# Aim of the task:
Search the data below for the string "Segment". Extract every line that contains it.

# Data to process:
Start of Block

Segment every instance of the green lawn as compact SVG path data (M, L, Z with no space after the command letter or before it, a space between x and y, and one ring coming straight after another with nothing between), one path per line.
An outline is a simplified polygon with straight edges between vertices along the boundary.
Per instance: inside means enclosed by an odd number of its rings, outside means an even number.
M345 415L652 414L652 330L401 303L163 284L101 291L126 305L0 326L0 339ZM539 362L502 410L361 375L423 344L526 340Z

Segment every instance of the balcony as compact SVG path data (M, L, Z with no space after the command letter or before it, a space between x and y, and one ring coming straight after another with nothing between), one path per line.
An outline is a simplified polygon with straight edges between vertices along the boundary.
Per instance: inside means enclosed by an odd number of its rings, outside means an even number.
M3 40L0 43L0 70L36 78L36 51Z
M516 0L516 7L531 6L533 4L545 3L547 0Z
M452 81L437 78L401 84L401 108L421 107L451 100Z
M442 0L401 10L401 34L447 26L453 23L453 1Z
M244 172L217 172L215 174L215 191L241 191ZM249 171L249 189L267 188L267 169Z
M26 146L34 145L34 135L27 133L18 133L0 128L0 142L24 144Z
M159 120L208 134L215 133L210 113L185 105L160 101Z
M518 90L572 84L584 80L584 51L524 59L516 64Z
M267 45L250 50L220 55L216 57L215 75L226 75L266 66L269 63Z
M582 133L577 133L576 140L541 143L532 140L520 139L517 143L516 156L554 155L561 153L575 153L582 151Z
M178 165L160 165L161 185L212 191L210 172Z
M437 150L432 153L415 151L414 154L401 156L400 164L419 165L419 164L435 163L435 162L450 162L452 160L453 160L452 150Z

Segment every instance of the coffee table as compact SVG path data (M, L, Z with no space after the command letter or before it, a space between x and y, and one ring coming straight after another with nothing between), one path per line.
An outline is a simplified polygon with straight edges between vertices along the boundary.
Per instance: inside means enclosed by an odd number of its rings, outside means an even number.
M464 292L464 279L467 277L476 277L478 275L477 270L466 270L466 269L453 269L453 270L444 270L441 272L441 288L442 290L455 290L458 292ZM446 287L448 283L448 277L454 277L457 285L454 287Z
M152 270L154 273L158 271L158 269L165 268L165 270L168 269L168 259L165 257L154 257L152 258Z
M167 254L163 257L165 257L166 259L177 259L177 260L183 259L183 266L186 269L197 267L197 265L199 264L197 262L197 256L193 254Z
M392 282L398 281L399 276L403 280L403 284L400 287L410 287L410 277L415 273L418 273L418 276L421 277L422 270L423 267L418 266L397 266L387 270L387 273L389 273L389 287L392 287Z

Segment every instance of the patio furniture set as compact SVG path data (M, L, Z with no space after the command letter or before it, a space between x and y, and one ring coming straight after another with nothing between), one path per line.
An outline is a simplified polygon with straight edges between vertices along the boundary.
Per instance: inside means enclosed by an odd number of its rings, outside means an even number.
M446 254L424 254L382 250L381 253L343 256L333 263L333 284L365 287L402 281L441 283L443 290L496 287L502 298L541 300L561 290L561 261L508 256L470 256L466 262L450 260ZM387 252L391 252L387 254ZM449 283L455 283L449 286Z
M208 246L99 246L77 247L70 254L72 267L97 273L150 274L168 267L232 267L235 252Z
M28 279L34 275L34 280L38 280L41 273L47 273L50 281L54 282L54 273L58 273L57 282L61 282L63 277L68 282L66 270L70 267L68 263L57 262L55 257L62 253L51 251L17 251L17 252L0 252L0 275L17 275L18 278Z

End of Block

# Expected output:
Segment every instance of the green lawn as compact SVG path data (M, L, Z with no space after the command letter or before it, a space between x and y, and one ring coming straight after another with nothing between), one path per line.
Segment every instance of the balcony as compact SVG path data (M, L, Z with no space after the command letter or before it, a space between x and y, and one ring coming straight after another with nothing between), one path per line.
Segment every instance of the coffee table as compact SVG path data (M, L, Z with no space after the command letter or before it, a space between x and y, and one ring coming straight after another with nothing between), one path per line.
Segment every instance of the patio furniture set as compact SVG path data (M, L, Z with no space after the command letter or before it, a space between x and y, and one ring coming straight after another with nothing between), one path per line.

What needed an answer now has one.